[問題 1] 本文で、この舞台作品が何と銘打たれているかを答えなさい。
[問題 2] ロックミュージカルの舞台評である本文を、最後の文のあとから引き継いで書き進めなさい。

[本文]
本作には舞台オリジナルキャラクターとしてナンバ(演:山本一慶)、平沼(演:泉見洋平)が登場する。彼らの登場によりストーリーはより捩れ、転がっていくことに。その顛末とともに、人でなくなった者はどんな決意を抱き、終わらぬ生を受け止めるのか。この作品ならではの結末を劇場や配信で見届けてほしい。
生のサウンドと鼓動が重なる歌唱シーン
本作はロックミュージカルと銘打たれている。劇場ではバンドによる生演奏が観客を迎えてくれ、そのサウンドは登場人物たちの気持ちとリンクするように、ときに激しくときに切なく物語を飾り、生演奏でしか味わえない躍動感を生み出していた。
観客の耳に届くサウンドは、言わば生まれたての音だ。それはヴァンパイアとして生まれたばかりの栗栖や山上の姿に重なった。

[データ抜粋]
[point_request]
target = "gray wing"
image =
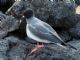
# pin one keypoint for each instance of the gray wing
(44, 34)
(51, 30)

[結果 1] ロックミュージカルと銘打たれている。

[結果 2]
軍人として零機関で任務をこなしながらも、彼らの中にはまだ整理しきれないいくつもの感情が渦巻いている。その葛藤や言葉にできない想い、魂の叫びのようなものが生バンドの音に幾層にも重なっていくように感じられた。そんな、音によって生まれる臨場感もぜひ味わってもらいたい。
▲やりとりが微笑ましい栗栖と山上
そしてもちろん忘れてはならないのが、実力派揃いのキャストによる歌唱シーンだ。なかでも人間からヴァンパイアへ、という変化の渦中にいる栗栖と山上を演じる太田と柳瀬の歌声は圧巻。
劇団四季でも活躍していた柳瀬は今作では歌唱指導も務めている。絶品ともいえるその歌声を堪能できるというだけで、ミュージカルファンにとっては一見の価値ありと言えるだろう。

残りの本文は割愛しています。